*TEXT PROVIDED*.
🤖 AI Summary
Existing evaluation benchmarks for task-oriented LLM agents largely overlook cultural and linguistic diversity, relying predominantly on monolingual or machine-translated test suites that fail to reflect genuine cross-lingual function-calling capabilities. Method: We introduce the first multilingual, regionally grounded agent benchmark for football ticket purchasing, covering Portuguese, English, Spanish, German, Italian, and French, with deep integration of local teams, cities, and user profiles. We propose a novel “regionalized + multilingual” co-evaluation framework to systematically uncover structural biases in cross-lingual function invocation. Contribution/Results: Experiments across commercial and open-source LLMs (e.g., GPT-5, Qwen3-235B) reveal that stronger reasoning models achieve higher overall performance, yet exhibit substantial inter-lingual disparities—highlighting critical bottlenecks in multilingual deployment. This work establishes a reproducible, culturally aware evaluation paradigm for intelligent agents.
📝 Abstract
Large language models (LLMs) are increasingly deployed as task-oriented agents, where success depends on their ability to generate accurate function calls under realistic, multilingual conditions. However, existing agent evaluations largely overlook cultural and linguistic diversity, often relying on monolingual or naively translated benchmarks. We introduce Ticket-Bench, a benchmark for multilingual agent evaluation in task-oriented scenarios. Ticket-Bench simulates the domain of soccer ticket purchases across six major languages: Portuguese, English, Spanish, German, Italian, and French. Using localized teams, cities, and user profiles to provide a higher level of realism. We evaluate a wide range of commercial and open-source LLMs, measuring function-calling accuracy and consistency across languages. Results show that reasoning-oriented models (e.g., GPT-5, Qwen3-235B) dominate performance but still exhibit notable cross-lingual disparities. These findings underscore the need for culturally aware, multilingual benchmarks to guide the development of robust LLM agents.

*TASK DESCRIPTION*.
Determine whether each statement agrees with the Ticket-Bench text above: (a) the benchmark covers six languages; (b) reasoning-oriented models perform equally well in every language tested; (c) Ticket-Bench simulates the purchase of concert tickets. For each, answer yes or no and quote the words of the text that decide it.

*INFORMATION SUPPLIED*.
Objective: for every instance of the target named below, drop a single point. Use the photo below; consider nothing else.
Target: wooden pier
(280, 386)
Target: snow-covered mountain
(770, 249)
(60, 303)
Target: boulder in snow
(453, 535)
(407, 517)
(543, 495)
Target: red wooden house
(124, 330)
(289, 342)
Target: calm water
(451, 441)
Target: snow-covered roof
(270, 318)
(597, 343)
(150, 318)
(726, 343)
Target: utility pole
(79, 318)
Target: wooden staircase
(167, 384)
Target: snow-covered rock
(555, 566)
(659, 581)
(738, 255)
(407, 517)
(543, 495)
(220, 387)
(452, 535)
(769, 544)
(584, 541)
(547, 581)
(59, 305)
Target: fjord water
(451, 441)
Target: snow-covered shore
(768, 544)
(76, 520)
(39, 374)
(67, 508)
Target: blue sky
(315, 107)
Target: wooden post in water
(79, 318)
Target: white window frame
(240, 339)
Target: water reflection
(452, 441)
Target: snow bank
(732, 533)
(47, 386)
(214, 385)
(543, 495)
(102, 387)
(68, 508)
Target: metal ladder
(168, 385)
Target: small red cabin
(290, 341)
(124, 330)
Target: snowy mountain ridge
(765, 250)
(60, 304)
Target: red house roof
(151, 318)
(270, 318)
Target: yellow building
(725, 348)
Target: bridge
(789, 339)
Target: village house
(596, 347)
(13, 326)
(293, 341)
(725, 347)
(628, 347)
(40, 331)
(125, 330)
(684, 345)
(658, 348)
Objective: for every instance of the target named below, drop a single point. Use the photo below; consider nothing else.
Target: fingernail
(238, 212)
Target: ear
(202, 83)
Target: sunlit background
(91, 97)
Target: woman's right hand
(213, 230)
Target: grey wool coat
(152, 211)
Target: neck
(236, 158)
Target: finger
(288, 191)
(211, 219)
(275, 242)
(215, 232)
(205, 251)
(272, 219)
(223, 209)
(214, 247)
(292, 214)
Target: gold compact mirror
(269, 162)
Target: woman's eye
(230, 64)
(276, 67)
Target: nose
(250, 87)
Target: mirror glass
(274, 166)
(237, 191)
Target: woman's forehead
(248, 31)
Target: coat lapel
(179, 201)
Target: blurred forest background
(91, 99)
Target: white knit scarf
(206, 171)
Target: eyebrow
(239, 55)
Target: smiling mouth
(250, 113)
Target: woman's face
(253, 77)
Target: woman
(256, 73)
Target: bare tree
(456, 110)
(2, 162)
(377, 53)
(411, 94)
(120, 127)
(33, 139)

*RESPONSE TO THE EXERCISE*.
(a) Yes: "across six major languages: Portuguese, English, Spanish, German, Italian, and French"
(b) No: "still exhibit notable cross-lingual disparities"
(c) No: "simulates the domain of soccer ticket purchases"